### Supplied text
With the global politicians organising this week to discuss the coordinated climate action game plan, it's beginning to look like we might be in the "buy the rumor, sell the fact" period for the clean energy trade.
The one clear proxy-stock for the likelihood of a multi-trillion dollar clean energy movement, has been Tesla. This is what happened to Tesla shares when the global pandemic flipped the probability of a Trump second-term.
Tesla went up 8X into the election and extended higher following the election. Why? Because Trump was an obstruction to the globally coordinated climate action plan (Paris Agreement and Climate Action 100+). Global money poured into Tesla as a liquid way to play the transformation of global energy. Now, in the "realisation phase" of this climate action movement, money has been moving out of this proxy stock, Tesla
Whether or not the climate action spend will happen is not in debate. The new administration is already talking about $3 trillion, and with an aligned Congress, it will pass.
The question is: Will the clean energy economy be a "winner takes all" proposition?
At an $800+ billion market cap, just two months ago, Tesla shares were reflecting that outcome. For perspective, the total amount invested in energy transition in 2020, globally, was smaller than the value of Tesla, at $500 billion (and it was a record value of global investment).
Tesla has been priced as a clean energy monopoly, but the company has no moat - the competition has been investing and building, and the competitive landscape looks like it will be a crowded one for Tesla.

### Exercise
Return the portion of the passage about Tesla and clean energy between "At an $800+" and "one for Tesla.", inclusive. Rely only on the passage about Tesla and clean energy when answering.

### Data excerpts
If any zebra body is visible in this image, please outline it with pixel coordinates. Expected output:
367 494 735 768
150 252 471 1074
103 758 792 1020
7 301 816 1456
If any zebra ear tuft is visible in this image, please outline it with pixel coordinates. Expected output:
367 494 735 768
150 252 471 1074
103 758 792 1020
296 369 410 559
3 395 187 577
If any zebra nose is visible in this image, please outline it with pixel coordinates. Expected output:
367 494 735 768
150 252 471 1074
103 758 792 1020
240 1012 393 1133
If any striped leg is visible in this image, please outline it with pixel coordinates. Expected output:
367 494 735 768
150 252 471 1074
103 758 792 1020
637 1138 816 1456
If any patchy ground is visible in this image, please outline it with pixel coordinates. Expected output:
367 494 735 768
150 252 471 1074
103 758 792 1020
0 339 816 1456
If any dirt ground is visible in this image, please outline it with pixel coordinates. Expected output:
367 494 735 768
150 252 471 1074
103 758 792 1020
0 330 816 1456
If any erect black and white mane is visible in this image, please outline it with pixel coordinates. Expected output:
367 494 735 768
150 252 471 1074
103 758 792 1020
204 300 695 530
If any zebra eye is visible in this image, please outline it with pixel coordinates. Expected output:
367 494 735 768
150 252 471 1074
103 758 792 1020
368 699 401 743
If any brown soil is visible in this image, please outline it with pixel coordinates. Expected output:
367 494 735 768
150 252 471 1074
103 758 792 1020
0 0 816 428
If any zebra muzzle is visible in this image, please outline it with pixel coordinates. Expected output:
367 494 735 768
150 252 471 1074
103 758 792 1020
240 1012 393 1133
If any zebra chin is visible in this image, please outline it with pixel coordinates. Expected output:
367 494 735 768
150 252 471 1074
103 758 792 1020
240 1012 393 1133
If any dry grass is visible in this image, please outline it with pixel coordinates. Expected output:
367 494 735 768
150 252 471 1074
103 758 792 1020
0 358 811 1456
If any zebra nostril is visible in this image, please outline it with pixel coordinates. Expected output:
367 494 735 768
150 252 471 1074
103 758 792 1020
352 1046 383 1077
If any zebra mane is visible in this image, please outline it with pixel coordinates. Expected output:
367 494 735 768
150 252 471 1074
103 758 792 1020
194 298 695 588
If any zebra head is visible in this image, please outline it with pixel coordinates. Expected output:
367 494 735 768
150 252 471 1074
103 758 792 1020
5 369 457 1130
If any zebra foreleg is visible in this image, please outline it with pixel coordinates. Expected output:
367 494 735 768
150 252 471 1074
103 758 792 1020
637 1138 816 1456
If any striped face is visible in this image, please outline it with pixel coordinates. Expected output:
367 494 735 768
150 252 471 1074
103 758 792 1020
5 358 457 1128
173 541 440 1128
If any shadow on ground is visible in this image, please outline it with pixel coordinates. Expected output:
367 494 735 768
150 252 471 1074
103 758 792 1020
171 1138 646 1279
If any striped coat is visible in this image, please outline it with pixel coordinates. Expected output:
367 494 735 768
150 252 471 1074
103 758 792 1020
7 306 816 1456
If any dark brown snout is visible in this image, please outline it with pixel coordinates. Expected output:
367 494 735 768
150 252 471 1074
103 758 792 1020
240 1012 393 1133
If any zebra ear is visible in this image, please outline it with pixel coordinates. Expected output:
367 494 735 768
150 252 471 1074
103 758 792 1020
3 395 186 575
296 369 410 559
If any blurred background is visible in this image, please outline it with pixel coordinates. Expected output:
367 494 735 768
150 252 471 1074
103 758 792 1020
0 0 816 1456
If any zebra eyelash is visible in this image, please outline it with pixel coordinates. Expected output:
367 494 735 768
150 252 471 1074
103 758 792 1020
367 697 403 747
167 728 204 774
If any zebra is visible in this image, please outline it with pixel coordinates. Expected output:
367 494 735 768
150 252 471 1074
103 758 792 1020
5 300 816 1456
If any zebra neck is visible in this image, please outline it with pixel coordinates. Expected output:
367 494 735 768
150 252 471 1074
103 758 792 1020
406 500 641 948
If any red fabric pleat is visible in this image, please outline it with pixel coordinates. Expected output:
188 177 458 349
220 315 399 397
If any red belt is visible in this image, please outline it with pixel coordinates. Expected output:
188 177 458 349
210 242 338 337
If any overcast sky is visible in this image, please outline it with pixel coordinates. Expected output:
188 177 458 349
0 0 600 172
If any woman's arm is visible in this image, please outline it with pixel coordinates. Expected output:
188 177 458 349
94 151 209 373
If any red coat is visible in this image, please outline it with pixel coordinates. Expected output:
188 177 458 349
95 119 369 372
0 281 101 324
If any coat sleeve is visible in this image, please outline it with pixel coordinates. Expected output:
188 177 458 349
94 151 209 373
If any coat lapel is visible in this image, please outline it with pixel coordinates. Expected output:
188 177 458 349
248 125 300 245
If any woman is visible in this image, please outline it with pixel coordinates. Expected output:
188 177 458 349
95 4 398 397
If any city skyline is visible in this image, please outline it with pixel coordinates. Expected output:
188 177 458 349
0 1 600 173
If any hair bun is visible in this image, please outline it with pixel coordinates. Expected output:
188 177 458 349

### Task solution
At an $800+ billion market cap, just two months ago, Tesla shares were reflecting that outcome. For perspective, the total amount invested in energy transition in 2020, globally, was smaller than the value of Tesla, at $500 billion (and it was a record value of global investment).
Tesla has been priced as a clean energy monopoly, but the company has no moat - the competition has been investing and building, and the competitive landscape looks like it will be a crowded one for Tesla.